Time To Get Your House In Order! (C4)

Gardens Through Time (BBC2)

HOTELIER Tim Hadcock-Mackay believes that order is everything and that the key to a happy, productive life is organisation.

Shellie, in her own way, has organised her life - husband Ray is at her beck and call. He wastes 63.7 working days a year making her tea and spends 90 per cent of his day doing household chores.

We got an idea of the extent of Shellie's laziness when she was in the bedroom and picked up the telephone and ordered Ray, who was downstairs in the living room, to bring her a cup of tea.

He was, it appeared to any outsider, little more than a personal slave. He was, he said, up and down the stairs like a pair of prostitute's knickers.

We were supposed to believe all this, although watching too many shows like Wife Swap and How Clean Is Your House makes you wonder how much is real and how much is staged. Did Shellie really have a whistle which she blew when wanting to give her husband a fresh order?

"You're not being serious," said Hadcock-Mackay, on observing the routine in the house. Daughter Trixie was equally lazy, as a time and motion study showed.

**Stored items from a collection:**
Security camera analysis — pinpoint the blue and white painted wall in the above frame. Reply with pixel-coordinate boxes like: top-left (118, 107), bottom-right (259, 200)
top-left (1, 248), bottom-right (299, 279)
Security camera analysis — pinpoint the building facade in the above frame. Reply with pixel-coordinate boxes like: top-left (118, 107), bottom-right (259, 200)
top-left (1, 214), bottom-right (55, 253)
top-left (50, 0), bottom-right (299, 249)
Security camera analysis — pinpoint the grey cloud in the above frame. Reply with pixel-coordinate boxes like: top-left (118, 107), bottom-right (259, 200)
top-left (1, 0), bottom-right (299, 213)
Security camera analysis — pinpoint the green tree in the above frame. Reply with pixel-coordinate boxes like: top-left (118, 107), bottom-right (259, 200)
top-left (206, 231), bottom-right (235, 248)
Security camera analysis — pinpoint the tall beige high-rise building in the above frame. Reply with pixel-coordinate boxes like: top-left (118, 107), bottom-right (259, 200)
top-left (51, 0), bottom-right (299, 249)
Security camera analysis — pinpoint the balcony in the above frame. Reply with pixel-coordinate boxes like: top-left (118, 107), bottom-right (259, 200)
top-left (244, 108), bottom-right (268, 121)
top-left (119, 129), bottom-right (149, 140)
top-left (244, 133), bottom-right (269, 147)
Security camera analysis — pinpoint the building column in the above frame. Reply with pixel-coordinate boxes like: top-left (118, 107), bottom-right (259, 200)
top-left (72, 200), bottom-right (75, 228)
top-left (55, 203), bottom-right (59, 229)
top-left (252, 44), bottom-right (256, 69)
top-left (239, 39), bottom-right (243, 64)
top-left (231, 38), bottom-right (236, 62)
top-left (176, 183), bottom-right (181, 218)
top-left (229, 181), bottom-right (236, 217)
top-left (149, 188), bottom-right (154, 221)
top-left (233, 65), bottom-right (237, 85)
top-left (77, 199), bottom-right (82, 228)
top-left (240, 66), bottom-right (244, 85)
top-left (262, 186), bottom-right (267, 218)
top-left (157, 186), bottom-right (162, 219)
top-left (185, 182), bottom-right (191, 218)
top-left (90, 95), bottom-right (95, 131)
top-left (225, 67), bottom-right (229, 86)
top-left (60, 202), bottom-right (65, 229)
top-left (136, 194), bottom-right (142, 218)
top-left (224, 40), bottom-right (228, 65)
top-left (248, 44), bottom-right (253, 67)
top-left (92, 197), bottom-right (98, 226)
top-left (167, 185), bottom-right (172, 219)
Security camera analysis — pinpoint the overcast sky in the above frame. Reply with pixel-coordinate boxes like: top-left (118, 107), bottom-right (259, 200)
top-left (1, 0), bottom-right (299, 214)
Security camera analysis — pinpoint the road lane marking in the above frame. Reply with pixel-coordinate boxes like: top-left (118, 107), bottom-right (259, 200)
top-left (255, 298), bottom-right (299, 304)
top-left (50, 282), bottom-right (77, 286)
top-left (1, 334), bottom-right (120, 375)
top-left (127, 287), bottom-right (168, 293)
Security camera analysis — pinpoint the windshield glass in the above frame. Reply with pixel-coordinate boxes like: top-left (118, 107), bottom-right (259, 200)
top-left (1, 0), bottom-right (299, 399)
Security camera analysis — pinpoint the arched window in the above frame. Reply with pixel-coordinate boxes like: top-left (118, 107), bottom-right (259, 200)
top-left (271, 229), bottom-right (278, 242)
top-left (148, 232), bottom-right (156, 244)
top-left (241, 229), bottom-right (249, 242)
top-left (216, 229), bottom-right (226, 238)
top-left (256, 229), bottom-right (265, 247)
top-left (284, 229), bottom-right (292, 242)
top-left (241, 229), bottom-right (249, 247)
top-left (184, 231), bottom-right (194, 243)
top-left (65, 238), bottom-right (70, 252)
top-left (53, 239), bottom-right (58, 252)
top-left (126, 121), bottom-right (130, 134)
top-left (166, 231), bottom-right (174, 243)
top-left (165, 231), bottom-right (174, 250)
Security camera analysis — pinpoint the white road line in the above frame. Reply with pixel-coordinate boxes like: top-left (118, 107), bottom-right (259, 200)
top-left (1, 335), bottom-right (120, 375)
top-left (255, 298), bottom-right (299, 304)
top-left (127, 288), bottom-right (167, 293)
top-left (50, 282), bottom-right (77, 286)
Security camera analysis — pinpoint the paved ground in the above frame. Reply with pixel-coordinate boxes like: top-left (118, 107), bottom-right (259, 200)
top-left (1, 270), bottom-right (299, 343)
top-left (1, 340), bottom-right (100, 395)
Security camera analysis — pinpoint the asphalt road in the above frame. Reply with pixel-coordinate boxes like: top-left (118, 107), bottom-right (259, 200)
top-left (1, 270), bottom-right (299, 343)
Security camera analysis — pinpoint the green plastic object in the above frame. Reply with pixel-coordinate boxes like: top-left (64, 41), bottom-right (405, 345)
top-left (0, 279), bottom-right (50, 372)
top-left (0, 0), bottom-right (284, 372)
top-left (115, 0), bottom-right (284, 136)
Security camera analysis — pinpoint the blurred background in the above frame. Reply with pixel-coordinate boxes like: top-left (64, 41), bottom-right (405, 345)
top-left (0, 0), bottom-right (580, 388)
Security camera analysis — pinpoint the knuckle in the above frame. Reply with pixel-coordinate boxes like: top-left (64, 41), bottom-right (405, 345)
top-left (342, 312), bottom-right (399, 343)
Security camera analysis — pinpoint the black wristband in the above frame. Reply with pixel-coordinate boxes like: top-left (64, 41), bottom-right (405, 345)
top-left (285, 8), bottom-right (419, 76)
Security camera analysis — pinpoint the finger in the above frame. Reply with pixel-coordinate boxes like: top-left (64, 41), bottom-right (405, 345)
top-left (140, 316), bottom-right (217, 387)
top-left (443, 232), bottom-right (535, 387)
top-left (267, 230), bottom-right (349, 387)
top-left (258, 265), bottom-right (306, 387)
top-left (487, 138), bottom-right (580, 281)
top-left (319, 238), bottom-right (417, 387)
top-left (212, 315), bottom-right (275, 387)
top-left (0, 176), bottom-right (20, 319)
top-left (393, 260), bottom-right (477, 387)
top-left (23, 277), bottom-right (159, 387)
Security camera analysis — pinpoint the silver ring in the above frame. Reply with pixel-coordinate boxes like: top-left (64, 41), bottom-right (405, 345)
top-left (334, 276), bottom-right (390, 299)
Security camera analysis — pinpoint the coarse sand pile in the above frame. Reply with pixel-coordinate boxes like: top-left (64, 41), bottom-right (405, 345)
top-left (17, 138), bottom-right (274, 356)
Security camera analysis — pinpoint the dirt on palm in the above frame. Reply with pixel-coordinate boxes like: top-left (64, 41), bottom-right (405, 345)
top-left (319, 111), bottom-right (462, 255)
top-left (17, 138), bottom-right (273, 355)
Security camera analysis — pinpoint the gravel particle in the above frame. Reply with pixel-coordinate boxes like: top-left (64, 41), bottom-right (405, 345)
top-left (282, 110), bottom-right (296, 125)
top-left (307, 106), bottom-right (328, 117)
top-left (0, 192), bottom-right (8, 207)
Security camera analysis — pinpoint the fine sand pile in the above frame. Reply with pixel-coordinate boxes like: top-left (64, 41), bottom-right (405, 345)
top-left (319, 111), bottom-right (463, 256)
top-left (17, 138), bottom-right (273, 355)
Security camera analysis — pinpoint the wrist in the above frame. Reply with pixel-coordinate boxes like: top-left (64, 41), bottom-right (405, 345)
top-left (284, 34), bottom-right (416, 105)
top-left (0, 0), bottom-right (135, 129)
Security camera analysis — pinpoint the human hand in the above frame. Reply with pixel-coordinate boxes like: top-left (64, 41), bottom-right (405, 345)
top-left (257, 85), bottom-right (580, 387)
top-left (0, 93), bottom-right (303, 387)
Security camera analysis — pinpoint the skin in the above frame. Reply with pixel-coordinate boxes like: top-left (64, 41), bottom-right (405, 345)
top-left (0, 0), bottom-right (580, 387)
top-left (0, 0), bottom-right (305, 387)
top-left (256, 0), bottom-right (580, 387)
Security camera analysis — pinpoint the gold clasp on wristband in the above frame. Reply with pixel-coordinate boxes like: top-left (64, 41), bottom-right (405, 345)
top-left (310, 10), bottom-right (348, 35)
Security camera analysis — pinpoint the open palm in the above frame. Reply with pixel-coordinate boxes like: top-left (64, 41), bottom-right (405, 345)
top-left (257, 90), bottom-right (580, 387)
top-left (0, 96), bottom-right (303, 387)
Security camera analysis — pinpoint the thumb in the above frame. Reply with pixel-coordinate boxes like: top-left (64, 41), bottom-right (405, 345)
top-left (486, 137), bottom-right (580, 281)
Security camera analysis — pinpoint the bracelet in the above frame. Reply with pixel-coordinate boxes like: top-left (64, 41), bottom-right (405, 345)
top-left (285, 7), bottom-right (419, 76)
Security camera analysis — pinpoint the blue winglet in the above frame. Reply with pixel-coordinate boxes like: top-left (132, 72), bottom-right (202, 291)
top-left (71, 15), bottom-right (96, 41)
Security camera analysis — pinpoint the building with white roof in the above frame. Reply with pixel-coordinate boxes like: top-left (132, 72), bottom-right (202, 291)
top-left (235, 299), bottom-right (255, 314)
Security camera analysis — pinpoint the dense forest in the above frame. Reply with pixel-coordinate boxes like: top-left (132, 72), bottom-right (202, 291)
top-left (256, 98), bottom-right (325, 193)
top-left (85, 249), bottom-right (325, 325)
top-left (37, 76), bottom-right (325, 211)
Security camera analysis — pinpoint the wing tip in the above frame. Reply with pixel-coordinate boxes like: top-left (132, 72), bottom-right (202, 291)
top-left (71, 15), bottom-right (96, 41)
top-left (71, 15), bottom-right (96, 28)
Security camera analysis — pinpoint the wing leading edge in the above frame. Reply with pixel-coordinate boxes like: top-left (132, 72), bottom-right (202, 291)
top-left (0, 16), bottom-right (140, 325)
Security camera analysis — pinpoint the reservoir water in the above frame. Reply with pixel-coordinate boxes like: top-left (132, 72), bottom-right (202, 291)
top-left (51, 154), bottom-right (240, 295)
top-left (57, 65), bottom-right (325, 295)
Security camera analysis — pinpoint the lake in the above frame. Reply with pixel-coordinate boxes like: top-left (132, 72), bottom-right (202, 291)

**Tasks:**
1. According to the TV review, how many working days a year does Ray waste making tea?
2. Pick up the TV review after its final sentence and carry it forward.

**Answers per task:**
1. 63.7 working days.

2.
Hadock-Mackay set about organising the family, giving each of them a timetable to be followed. Shellie was enticed into doing housework by being told the number of calories she would lose, although as she took 90 minutes to cook her first English breakfast, Ray risked starvation. He was freed from cooking and cleaning to finish off the DIY jobs he'd neglected, while Trixie was made to do her GCSE homework.

"She's done well," said Hadcock-Mackay. Rather too well, I thought. Shellie buckled down to the housework far too easily. I bet she put her feet up as soon as the cameras had left.

Gardener Diamuid Gavin had his work cut out in the first of the Gardens Through Time series, marking 200 years of gardening in Britain. The series aims to create gardens from seven eras, beginning with The Regency Garden, circa 1804-1837.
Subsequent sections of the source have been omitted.